Instructions for the task: Reproduce the records from the line containing "The service MUST place one dot on the pink" through the end of the records, copying every line word for word.

☆ ☆ ☆ ☆ ☆ ☆ ☆

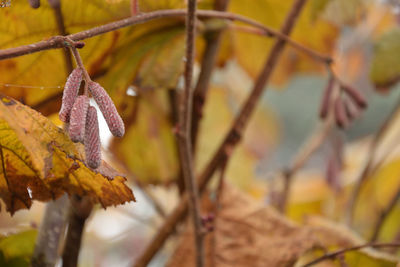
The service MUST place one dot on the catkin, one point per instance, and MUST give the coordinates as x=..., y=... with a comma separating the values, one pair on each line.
x=92, y=139
x=77, y=121
x=110, y=113
x=70, y=94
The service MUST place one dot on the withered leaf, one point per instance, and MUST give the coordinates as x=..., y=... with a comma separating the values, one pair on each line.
x=38, y=161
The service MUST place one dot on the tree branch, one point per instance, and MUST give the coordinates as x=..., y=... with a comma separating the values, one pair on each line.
x=231, y=139
x=79, y=211
x=207, y=66
x=368, y=166
x=386, y=211
x=50, y=233
x=333, y=255
x=53, y=43
x=184, y=144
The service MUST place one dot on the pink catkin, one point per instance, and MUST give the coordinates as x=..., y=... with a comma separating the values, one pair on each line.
x=92, y=139
x=110, y=113
x=78, y=119
x=70, y=94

☆ ☆ ☆ ☆ ☆ ☆ ☆

Task solution:
The service MUST place one dot on the pink catkin, one point per instance, and MUST give the coordinates as x=..., y=... with a comma separating the values, one pair on each line.
x=92, y=139
x=110, y=113
x=78, y=119
x=70, y=94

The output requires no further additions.